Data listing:
↓↓↓

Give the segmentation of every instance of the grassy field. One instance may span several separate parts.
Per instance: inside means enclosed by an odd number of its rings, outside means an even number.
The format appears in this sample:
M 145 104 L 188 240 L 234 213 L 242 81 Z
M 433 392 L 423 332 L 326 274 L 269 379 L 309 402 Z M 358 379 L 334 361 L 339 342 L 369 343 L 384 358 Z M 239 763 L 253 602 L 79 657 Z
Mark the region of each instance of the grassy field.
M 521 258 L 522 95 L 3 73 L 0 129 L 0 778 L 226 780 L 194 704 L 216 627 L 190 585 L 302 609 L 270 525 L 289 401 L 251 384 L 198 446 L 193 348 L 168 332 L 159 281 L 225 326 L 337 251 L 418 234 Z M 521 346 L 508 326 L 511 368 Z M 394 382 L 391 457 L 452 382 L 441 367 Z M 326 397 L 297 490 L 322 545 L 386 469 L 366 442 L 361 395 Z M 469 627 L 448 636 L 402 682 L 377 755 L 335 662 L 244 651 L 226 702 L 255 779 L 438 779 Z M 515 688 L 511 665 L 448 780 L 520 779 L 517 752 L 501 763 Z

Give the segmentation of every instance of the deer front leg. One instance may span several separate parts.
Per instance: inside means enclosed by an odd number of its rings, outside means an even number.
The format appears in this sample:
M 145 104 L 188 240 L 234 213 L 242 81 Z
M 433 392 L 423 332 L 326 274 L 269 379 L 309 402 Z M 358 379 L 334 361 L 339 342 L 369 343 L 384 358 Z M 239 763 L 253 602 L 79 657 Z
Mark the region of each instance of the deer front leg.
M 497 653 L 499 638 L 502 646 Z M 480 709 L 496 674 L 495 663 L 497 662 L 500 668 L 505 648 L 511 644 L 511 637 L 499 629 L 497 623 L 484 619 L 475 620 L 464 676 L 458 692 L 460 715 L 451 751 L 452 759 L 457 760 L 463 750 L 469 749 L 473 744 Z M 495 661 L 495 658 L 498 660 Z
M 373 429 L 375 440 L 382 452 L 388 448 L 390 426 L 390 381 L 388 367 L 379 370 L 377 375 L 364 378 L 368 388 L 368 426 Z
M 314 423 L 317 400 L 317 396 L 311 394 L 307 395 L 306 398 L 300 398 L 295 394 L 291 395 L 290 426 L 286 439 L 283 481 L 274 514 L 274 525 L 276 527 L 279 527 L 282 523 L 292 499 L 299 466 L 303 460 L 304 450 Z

↑↑↑

#### WHAT YOU NEED TO DO:
Copy every line of the data listing above word for word, without changing anything.

#### WORKED SOLUTION:
Give the segmentation of every instance of the grassy field. One instance may span several separate parts.
Per instance: inside means enclosed by an odd number of its rings, outside means an even number.
The format appears in this sample:
M 145 104 L 188 240 L 234 213 L 242 81 Z
M 433 392 L 423 332 L 326 274 L 269 379 L 309 402 Z M 358 379 L 334 361 L 339 342 L 369 343 L 384 358 Z M 239 763 L 253 602 L 79 657 Z
Mark the region of each instance of the grassy field.
M 521 258 L 522 95 L 3 73 L 0 129 L 0 778 L 226 780 L 194 704 L 216 627 L 190 585 L 302 609 L 270 525 L 289 401 L 251 384 L 198 446 L 193 348 L 168 332 L 159 281 L 225 326 L 337 251 L 418 234 Z M 521 346 L 508 326 L 511 368 Z M 394 382 L 391 457 L 452 382 L 441 367 Z M 326 397 L 297 490 L 322 545 L 386 469 L 366 442 L 361 395 Z M 469 627 L 448 636 L 402 682 L 377 755 L 335 662 L 244 651 L 226 702 L 255 779 L 438 779 Z M 515 688 L 511 665 L 448 780 L 520 779 L 517 752 L 501 763 Z

Give the segmentation of every instance of the deer front leg. One instance may span several separate parts.
Per instance: inside means enclosed by an odd number of its rings, outside means an even number.
The format appears in this sample:
M 145 104 L 188 240 L 234 213 L 242 81 Z
M 433 392 L 423 332 L 326 274 L 269 379 L 309 402 Z M 358 379 L 334 361 L 339 342 L 369 343 L 384 358 Z M 239 763 L 253 602 L 79 657 Z
Mark the region of each instance of the deer front leg.
M 497 653 L 499 638 L 502 646 Z M 480 709 L 496 674 L 495 663 L 497 662 L 500 668 L 505 648 L 511 644 L 511 637 L 499 629 L 497 623 L 484 619 L 475 620 L 464 676 L 458 692 L 460 715 L 451 751 L 452 759 L 457 760 L 463 750 L 469 749 L 473 744 Z M 495 661 L 495 658 L 498 660 Z
M 373 429 L 375 440 L 382 452 L 388 448 L 390 426 L 390 381 L 388 367 L 379 370 L 377 375 L 364 378 L 368 388 L 368 426 Z
M 314 423 L 317 400 L 317 396 L 311 394 L 307 395 L 306 398 L 300 398 L 295 394 L 291 395 L 290 426 L 286 439 L 283 481 L 274 514 L 274 525 L 276 527 L 279 527 L 282 523 L 292 499 L 299 466 L 303 460 L 304 450 Z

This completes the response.